Work hard, stay grateful, remain humble: Shelly Gomez of Latino Alliance helps business, community
Shelly Gomez welcomes the opportunity to connect the Latinx community, from Latinx students at Sonoma State University to Latinx business owners throughout Rohnert Park and Cotati, as well as families and friends.
As the race and ethnicity program coordinator at the HUB Cultural Center of Sonoma State University, Gomez designs and facilitates intersectional programs that support students of different ethnicities and identities.
Beyond that, she is a co-founder of the Latino Alliance. It is a group of Rohnert Park and Cotati Latinx business owners and community members using unique strategies to let customers know their doors are open.
“Building a team of support is essential at being successful. I see my job as identifying available resources,” said Gomez.
Gomez, 43, relies on creative thinking and her ability to connect with community resources to showcase available resources, tools, and contacts.
She and her partner, Latino Alliance co-founder Frankie Lemus, have assisted business owners with developing social media strategies in English and Spanish. At SSU, Gomez has organized programs to help Latinx faculty and students stay in touch through the academic year and beyond.
“The Latinx community benefits from developing solidarity and community events. Encouraging participation and volunteering provides ways for people to get to know and educate one another,” said Gomez.
As Gomez reaches out to business owners figuring out ways to build revenue during a pandemic and to students in navigating their first semester online, she is also learning.
“Listening to the multitude of worldviews is teaching me what’s working and what’s not. I hope to become even more skilled at providing spaces for others to be heard,” said Gomez.
Gomez said transitioning to remote learning and working has been challenging.

■ **Information given**:
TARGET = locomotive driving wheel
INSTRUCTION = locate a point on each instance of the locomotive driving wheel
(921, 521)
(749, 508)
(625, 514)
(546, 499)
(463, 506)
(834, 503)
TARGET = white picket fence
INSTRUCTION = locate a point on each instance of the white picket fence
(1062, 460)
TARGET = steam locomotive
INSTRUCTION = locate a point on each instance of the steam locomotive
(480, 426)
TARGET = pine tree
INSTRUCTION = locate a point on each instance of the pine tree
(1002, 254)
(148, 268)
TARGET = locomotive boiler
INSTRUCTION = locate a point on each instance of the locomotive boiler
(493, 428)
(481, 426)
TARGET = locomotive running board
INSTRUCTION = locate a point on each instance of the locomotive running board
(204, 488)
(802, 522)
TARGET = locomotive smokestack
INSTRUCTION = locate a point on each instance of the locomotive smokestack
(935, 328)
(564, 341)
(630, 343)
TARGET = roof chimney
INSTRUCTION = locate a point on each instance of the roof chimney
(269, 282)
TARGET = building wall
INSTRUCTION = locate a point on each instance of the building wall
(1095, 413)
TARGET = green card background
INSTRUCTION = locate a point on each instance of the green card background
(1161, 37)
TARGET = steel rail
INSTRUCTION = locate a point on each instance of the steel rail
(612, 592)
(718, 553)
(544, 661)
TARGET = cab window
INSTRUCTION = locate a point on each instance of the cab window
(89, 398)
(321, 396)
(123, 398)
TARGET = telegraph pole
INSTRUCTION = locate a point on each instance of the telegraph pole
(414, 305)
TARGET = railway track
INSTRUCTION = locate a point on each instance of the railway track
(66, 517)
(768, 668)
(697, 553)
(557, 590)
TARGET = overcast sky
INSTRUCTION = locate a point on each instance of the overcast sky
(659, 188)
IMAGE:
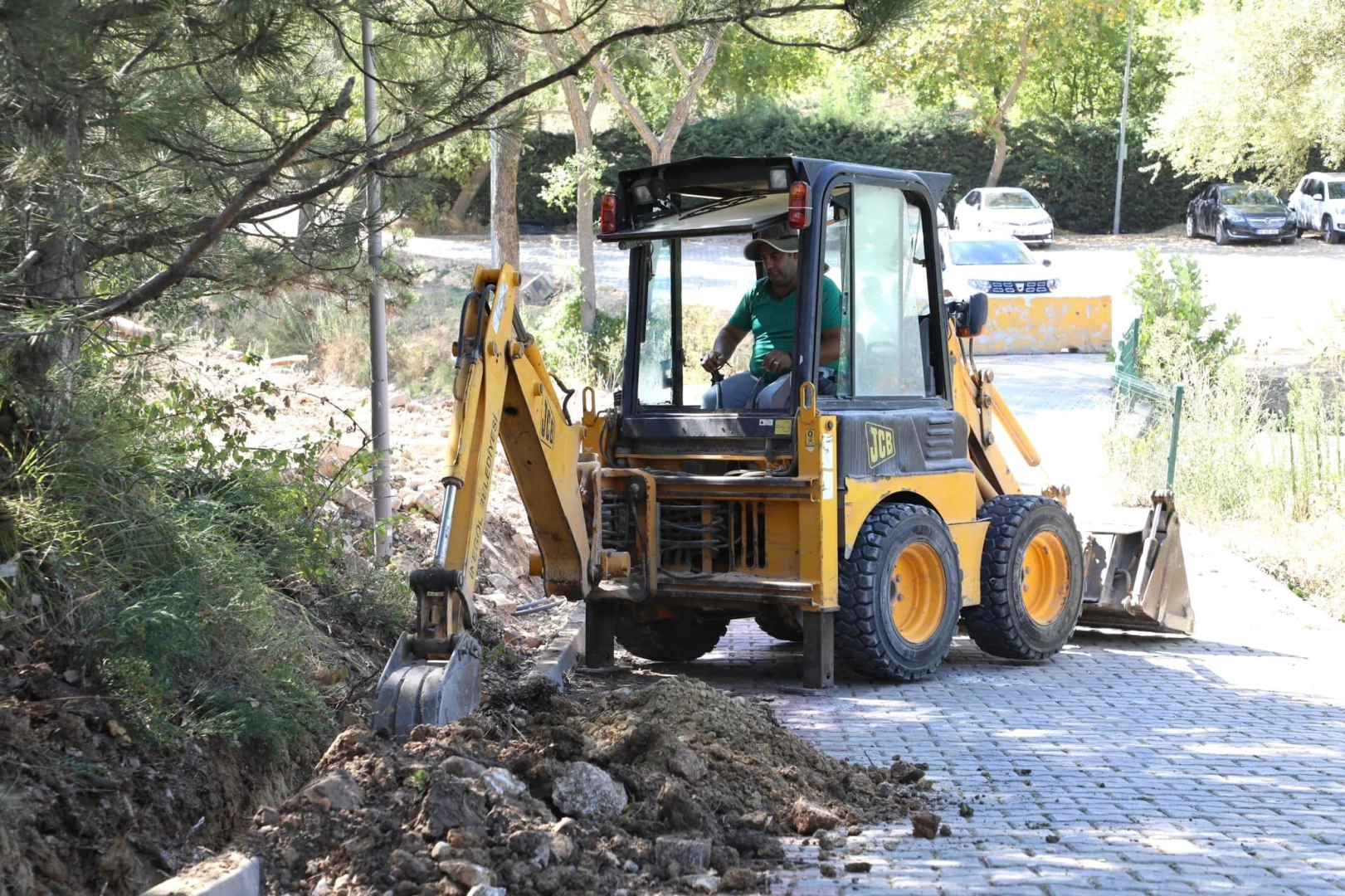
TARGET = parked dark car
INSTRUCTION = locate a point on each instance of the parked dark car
(1230, 212)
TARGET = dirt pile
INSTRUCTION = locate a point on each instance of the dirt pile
(673, 787)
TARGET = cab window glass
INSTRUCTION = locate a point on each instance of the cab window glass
(888, 352)
(655, 387)
(837, 268)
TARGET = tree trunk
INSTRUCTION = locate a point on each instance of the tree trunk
(42, 369)
(582, 119)
(480, 174)
(1001, 153)
(997, 121)
(584, 233)
(504, 198)
(509, 147)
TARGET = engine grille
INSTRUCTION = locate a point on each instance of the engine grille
(714, 536)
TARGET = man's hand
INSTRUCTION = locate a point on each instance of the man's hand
(777, 361)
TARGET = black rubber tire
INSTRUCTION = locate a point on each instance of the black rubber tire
(782, 626)
(1000, 623)
(667, 640)
(866, 640)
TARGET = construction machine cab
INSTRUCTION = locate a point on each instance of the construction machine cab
(877, 229)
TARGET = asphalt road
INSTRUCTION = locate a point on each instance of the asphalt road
(1289, 298)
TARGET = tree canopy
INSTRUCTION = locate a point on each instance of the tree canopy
(152, 149)
(1255, 88)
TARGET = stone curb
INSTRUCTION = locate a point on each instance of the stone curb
(564, 650)
(227, 874)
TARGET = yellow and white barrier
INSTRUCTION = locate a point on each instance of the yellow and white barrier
(1045, 324)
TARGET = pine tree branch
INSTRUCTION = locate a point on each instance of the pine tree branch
(182, 266)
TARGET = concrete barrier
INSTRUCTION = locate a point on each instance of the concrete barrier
(1045, 324)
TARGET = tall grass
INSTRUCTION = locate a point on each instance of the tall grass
(1265, 478)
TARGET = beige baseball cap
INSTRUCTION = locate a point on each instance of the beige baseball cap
(779, 237)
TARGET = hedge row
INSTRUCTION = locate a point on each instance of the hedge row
(1070, 166)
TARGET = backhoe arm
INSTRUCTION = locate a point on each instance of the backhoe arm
(504, 393)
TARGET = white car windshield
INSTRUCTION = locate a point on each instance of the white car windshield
(1011, 201)
(989, 252)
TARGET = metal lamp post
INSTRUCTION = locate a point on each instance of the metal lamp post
(1124, 103)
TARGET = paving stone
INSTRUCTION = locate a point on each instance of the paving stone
(1221, 755)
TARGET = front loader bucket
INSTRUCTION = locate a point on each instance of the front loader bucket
(1138, 582)
(415, 690)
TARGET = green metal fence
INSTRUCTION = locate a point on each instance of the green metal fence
(1132, 389)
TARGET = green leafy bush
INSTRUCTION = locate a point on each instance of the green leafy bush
(151, 530)
(1172, 304)
(578, 357)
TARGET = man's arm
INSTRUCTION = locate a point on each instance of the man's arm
(724, 344)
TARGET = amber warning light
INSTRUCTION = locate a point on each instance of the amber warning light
(801, 210)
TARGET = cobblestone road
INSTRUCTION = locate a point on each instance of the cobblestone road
(1161, 764)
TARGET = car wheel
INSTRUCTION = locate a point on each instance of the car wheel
(1329, 233)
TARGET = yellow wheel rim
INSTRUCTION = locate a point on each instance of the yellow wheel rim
(919, 592)
(1045, 577)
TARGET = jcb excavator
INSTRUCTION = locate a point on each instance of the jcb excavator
(866, 517)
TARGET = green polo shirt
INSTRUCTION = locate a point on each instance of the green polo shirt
(770, 318)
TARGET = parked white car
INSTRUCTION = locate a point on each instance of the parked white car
(1318, 202)
(996, 264)
(1005, 209)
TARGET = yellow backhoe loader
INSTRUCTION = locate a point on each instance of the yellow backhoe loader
(866, 512)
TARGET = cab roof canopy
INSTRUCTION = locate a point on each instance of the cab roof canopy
(712, 195)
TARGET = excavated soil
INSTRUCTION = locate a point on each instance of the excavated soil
(662, 786)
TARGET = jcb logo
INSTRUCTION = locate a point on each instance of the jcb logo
(548, 432)
(883, 444)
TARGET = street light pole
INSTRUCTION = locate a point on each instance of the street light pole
(1124, 103)
(377, 314)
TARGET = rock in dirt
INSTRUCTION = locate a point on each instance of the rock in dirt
(831, 840)
(738, 880)
(924, 825)
(646, 789)
(335, 790)
(450, 805)
(465, 874)
(587, 791)
(407, 867)
(502, 782)
(689, 855)
(807, 817)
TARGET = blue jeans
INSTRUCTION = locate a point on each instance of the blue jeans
(738, 392)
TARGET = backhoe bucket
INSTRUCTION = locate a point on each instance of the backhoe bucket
(415, 690)
(1138, 582)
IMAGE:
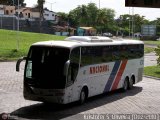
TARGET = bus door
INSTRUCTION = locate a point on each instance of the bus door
(72, 73)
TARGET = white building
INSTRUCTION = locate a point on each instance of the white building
(1, 9)
(50, 15)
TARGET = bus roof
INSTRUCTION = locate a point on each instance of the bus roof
(74, 41)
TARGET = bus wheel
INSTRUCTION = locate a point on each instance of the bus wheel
(82, 97)
(125, 85)
(131, 83)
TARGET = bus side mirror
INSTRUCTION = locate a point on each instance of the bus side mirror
(66, 67)
(19, 62)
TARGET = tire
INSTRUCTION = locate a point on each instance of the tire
(125, 85)
(131, 83)
(83, 97)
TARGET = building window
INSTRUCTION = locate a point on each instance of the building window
(46, 14)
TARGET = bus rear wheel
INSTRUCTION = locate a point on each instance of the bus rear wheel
(131, 82)
(83, 96)
(125, 85)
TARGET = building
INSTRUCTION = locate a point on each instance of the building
(1, 9)
(9, 10)
(28, 13)
(50, 15)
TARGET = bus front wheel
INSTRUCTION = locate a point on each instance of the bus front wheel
(83, 96)
(125, 85)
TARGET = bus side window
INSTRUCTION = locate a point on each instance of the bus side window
(74, 66)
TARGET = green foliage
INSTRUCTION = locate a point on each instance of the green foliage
(90, 15)
(125, 21)
(157, 50)
(148, 49)
(9, 40)
(13, 2)
(153, 71)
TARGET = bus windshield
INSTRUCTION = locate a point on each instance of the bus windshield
(45, 67)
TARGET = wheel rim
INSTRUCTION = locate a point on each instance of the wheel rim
(83, 96)
(125, 85)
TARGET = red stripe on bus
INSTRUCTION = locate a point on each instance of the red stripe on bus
(119, 74)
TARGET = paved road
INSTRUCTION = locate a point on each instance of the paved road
(142, 99)
(150, 59)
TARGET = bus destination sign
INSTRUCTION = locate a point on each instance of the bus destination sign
(143, 3)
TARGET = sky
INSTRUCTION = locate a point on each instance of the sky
(117, 5)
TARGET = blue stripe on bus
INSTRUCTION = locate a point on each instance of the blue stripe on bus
(112, 76)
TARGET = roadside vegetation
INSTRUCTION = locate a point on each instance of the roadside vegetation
(10, 40)
(148, 49)
(152, 42)
(9, 43)
(153, 71)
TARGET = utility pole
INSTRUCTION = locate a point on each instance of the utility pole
(132, 22)
(99, 4)
(18, 28)
(51, 4)
(13, 17)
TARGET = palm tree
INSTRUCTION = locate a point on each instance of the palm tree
(40, 7)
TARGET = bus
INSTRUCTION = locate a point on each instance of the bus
(79, 67)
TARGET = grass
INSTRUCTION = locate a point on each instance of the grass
(9, 41)
(148, 49)
(152, 42)
(153, 71)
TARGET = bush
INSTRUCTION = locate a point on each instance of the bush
(157, 50)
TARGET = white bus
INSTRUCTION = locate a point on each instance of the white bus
(80, 67)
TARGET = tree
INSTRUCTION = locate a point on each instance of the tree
(40, 7)
(90, 15)
(105, 20)
(13, 2)
(125, 22)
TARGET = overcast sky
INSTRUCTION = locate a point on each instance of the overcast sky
(117, 5)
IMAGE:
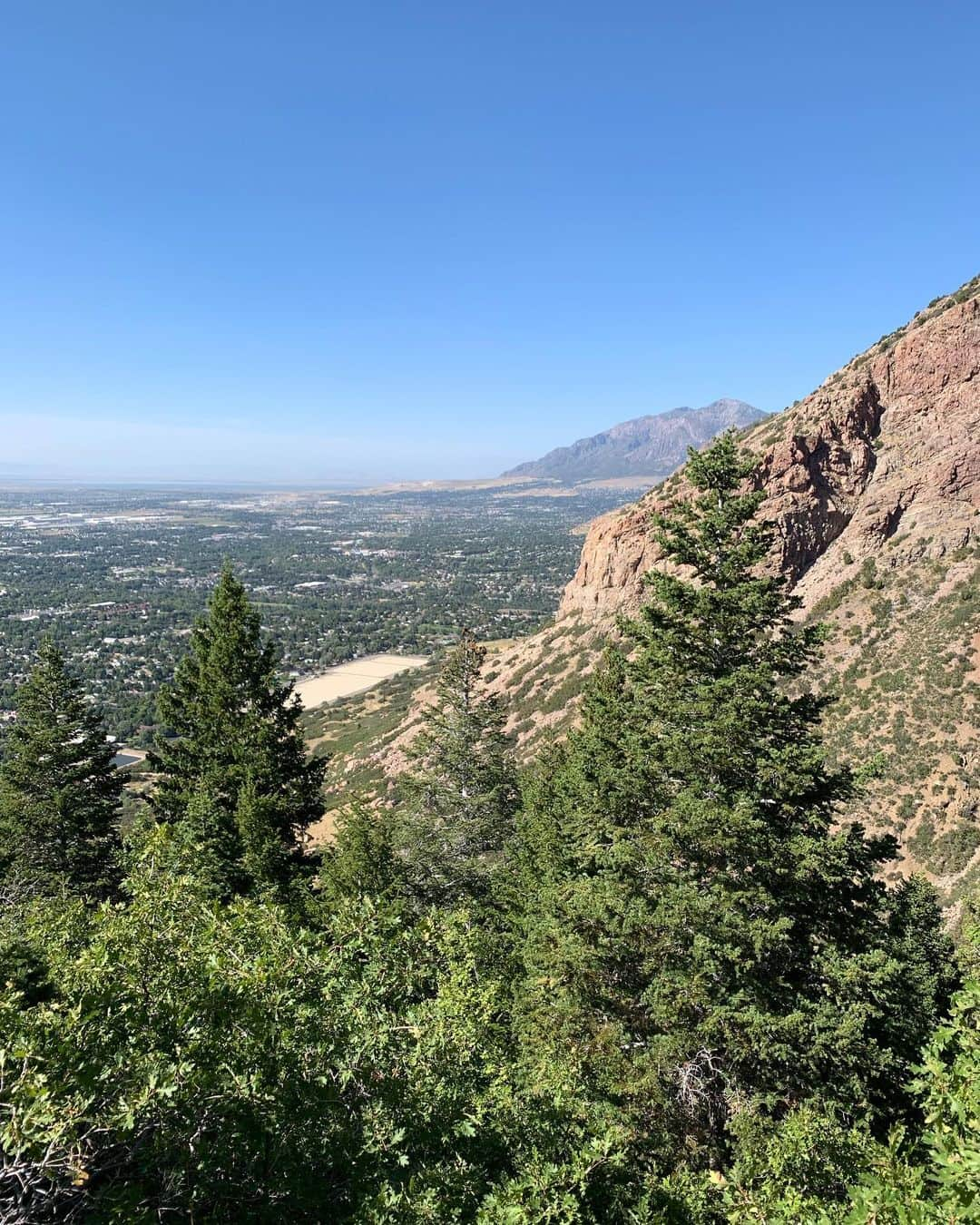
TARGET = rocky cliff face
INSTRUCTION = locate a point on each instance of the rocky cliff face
(874, 485)
(888, 446)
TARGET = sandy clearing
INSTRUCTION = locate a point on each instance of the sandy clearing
(354, 678)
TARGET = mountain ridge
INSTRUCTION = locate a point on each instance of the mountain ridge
(874, 490)
(647, 447)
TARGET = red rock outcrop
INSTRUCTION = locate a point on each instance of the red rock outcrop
(888, 445)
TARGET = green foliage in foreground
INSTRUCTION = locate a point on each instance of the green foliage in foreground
(59, 790)
(692, 1002)
(233, 762)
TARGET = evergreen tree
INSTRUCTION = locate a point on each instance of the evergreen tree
(233, 759)
(701, 933)
(59, 789)
(461, 795)
(361, 859)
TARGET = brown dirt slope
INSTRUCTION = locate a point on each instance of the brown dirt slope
(874, 484)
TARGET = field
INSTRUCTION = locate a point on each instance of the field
(118, 576)
(354, 678)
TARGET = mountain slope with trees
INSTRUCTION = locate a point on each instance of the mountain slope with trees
(874, 493)
(661, 982)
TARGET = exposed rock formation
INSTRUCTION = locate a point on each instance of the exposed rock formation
(874, 485)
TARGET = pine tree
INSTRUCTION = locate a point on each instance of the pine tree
(59, 789)
(233, 746)
(461, 795)
(361, 860)
(702, 934)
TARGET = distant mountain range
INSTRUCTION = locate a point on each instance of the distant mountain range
(650, 447)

■ **Exercise requirements**:
List every organization named in the profile of Shelly Gomez. Rely on nothing but the profile of Shelly Gomez.

■ **Exercise output**:
- Latino Alliance
- Sonoma State University (SSU)
- HUB Cultural Center of Sonoma State University